- _CONSEGNA A_
Rispondi in base al testo su Facebook:
(i) Quanti amici ha su Facebook chi scrive?
(ii) Quale male sociale del nostro tempo rivela Facebook secondo il testo?
(iii) Oltre a internet, in quale altra avventura chi scrive ha trascinato gli amici?
- _CONSEGNA B_
Riporta parola per parola il passo del testo su Facebook che comincia con "E poi non vorrei" e prosegue fino a "Facebook destava sospetti.".

- _BRANO DI TESTO_
Sono anch’io su Facebook come milioni di altre persone,
ormai sarebbe perfino sospetto non esserci. Potrebbero accusarti di fare lo
snob, o di essere asociale. Un po’ asociale lo sono, ma non voglio rendere
pubblica questa mia attitudine: nell’era dei social network è più notata
l’assenza che la presenza, e così mi adeguo...
E poi non vorrei incorrere in qualche spiacevole inconveniente,
come è capitato a quel signore inglese che si è visto arrivare la polizia in
casa perchè il fatto che non fosse su Facebook destava sospetti.
Intendiamoci: non faccio parte di quella categoria che vede
nel computer una diavoleria. Posso a buon diritto vantarmi di essere stata la
prima, tra i miei amici, a buttarmi nell’avventura di internet e di averci
trascinato tutti gli altri, e la stessa cosa è avvenuta per Second Life. Non
sono d’accordo con chi sostiene che passare troppo tempo al computer distoglie
dalla realtà: ma quale realtà? La realtà è sempre e comunque virtuale, sia
davanti a un computer che in un bar. E’ un film proiettato nel nostro cervello.
E i rapporti umani sono soggetti sempre alle stesse regole, sia che ci si
incontri attraverso un computer o in un pub.
Ma verso i social network, e soprattutto verso “quel” social
network che ha sbaragliato tutti gli altri, provo sentimenti contrastanti. Da
un lato trovo sacrosanto il loro utilizzo per diffondere notizie utili,
segnalazioni e quant’altro. La globalizzazione, checché se ne dica, produce
molti effetti positivi, basti pensare a un caso, fra tanti: il ruolo che ha
avuto FB nell’evitare la lapidazione dell’iraniana Sakineh.
D’altro canto sto arrivando ad una idiosincrasia per tutti i
commenti inutili quando non idioti che invadono il desktop appena ci si
collega. Sapere che Tizio ha appena fatto colazione, o che Caio sta andando a
dormire, mi fa venire un attacco allergico. A leggere le melenserie di quanti
si dichiarano pubblicamente amore
eterno, mi compaiono le squame e divento tutta verde. Per non parlare delle
migliaia di guru che inondano tutti di massime illuminate e grandi verità... mi
crescono i peli e mi metto a ululare.
Su FB ho circa 3.700 amici: ebbene sì, lo confesso, non sono
capace di dire di no, mi sembra poco gentile. Con il risultato che ora so cosa
fanno 3.700 persone nell’arco della loro giornata, quando vanno a mangiare e a
dormire, cosa mangiano a colazione, cosa stanno facendo in quel momento in
ufficio. Ok, sto esagerando: per fortuna molti di loro sono persone discrete
che usano FB per diffondere solo notizie utili.
Facebook rivela un male sociale del nostro tempo: la
solitudine. Milioni di persone sole, che si illudono di essere meno sole
comunicando con degli sconosciuti. Le amicizie su FB nascono e muoiono
nell’arco di un giorno. Amicizie, se si può usare questo termine, totalmente
fasulle, impostate sulle reciproche gratificazioni e sull’esibizionismo,
rapporti in cui ognuno mostra un se stesso che non corrisponde alla realtà. Lo
so, questo succede anche nella vita di tutti i giorni. Ma su FB la falsità dei
rapporti umani è esaltata al cubo. Avere centinaia di amici su FB con cui relazionarsi
fa sentire “fighi” e ci si illude di contare qualcosa per qualcuno,
nascondendosi in un mondo virtuale che apparentemente protegge dalle delusioni.

- _DATI GREZZI_
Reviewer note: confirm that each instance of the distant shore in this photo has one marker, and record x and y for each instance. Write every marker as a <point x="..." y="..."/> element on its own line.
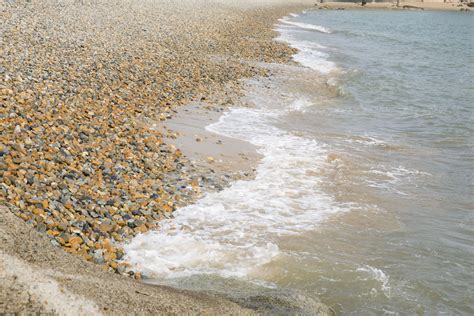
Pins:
<point x="81" y="171"/>
<point x="402" y="5"/>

- _RISPOSTA CORRETTA A_
(i) Circa 3.700.
(ii) La solitudine.
(iii) Second Life.

- _RISPOSTA CORRETTA B_
E poi non vorrei incorrere in qualche spiacevole inconveniente,
come è capitato a quel signore inglese che si è visto arrivare la polizia in
casa perchè il fatto che non fosse su Facebook destava sospetti.